* begin *

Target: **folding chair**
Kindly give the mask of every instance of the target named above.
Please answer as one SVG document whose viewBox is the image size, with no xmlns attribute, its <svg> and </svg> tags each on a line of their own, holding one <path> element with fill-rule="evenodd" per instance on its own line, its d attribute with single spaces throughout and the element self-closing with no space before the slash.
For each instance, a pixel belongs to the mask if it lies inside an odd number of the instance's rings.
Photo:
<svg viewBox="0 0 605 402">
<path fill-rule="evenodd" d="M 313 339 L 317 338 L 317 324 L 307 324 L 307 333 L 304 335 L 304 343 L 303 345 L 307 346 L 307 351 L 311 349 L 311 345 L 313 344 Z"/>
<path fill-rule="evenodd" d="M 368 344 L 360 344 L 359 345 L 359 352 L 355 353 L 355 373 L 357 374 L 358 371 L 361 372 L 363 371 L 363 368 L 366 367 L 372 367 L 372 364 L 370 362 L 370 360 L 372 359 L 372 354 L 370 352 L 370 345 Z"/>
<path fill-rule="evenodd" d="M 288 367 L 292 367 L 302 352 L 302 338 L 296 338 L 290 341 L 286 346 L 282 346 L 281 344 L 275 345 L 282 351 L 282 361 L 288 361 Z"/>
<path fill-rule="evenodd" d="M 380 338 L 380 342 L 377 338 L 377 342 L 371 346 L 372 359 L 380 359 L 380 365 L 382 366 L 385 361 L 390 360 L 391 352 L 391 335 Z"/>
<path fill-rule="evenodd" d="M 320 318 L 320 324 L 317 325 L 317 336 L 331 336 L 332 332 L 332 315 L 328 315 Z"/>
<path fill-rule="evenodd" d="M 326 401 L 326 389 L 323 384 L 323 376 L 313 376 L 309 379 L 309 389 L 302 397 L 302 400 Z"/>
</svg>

* end *

§ Job:
Copy every line of the rows above over again, changing nothing.

§ Answer to this task:
Target: **folding chair**
Kindly give the mask of every instance of the target named above.
Please answer as one SVG document whose viewBox is the image size, with no xmlns attribute, its <svg> and </svg> tags each on a line of their own, holding one <path> element with fill-rule="evenodd" per instance on its own line, its d attribute with single spaces throughout and the element self-closing with no space before the slash.
For each instance, a pixel belongs to the mask if it lies inside an odd number of the instance's rings.
Photo:
<svg viewBox="0 0 605 402">
<path fill-rule="evenodd" d="M 313 339 L 317 338 L 317 324 L 307 324 L 307 333 L 304 335 L 304 343 L 303 345 L 307 346 L 307 351 L 311 349 L 311 345 L 313 344 Z"/>
<path fill-rule="evenodd" d="M 368 344 L 360 344 L 359 345 L 359 352 L 355 353 L 355 373 L 357 374 L 358 371 L 361 372 L 363 371 L 363 368 L 366 367 L 372 367 L 372 364 L 370 362 L 370 360 L 372 359 L 372 354 L 370 352 L 370 345 Z"/>
<path fill-rule="evenodd" d="M 288 367 L 292 367 L 302 352 L 302 338 L 296 338 L 290 341 L 286 346 L 282 346 L 281 344 L 275 345 L 282 351 L 282 361 L 288 361 Z"/>
<path fill-rule="evenodd" d="M 380 338 L 380 342 L 377 338 L 377 342 L 371 346 L 372 359 L 380 359 L 380 365 L 382 366 L 385 361 L 390 360 L 391 352 L 391 335 Z"/>
<path fill-rule="evenodd" d="M 320 318 L 320 324 L 317 325 L 317 336 L 331 336 L 332 332 L 332 315 L 328 315 Z"/>
<path fill-rule="evenodd" d="M 326 401 L 326 389 L 323 384 L 323 376 L 313 376 L 309 379 L 309 389 L 302 397 L 302 400 Z"/>
</svg>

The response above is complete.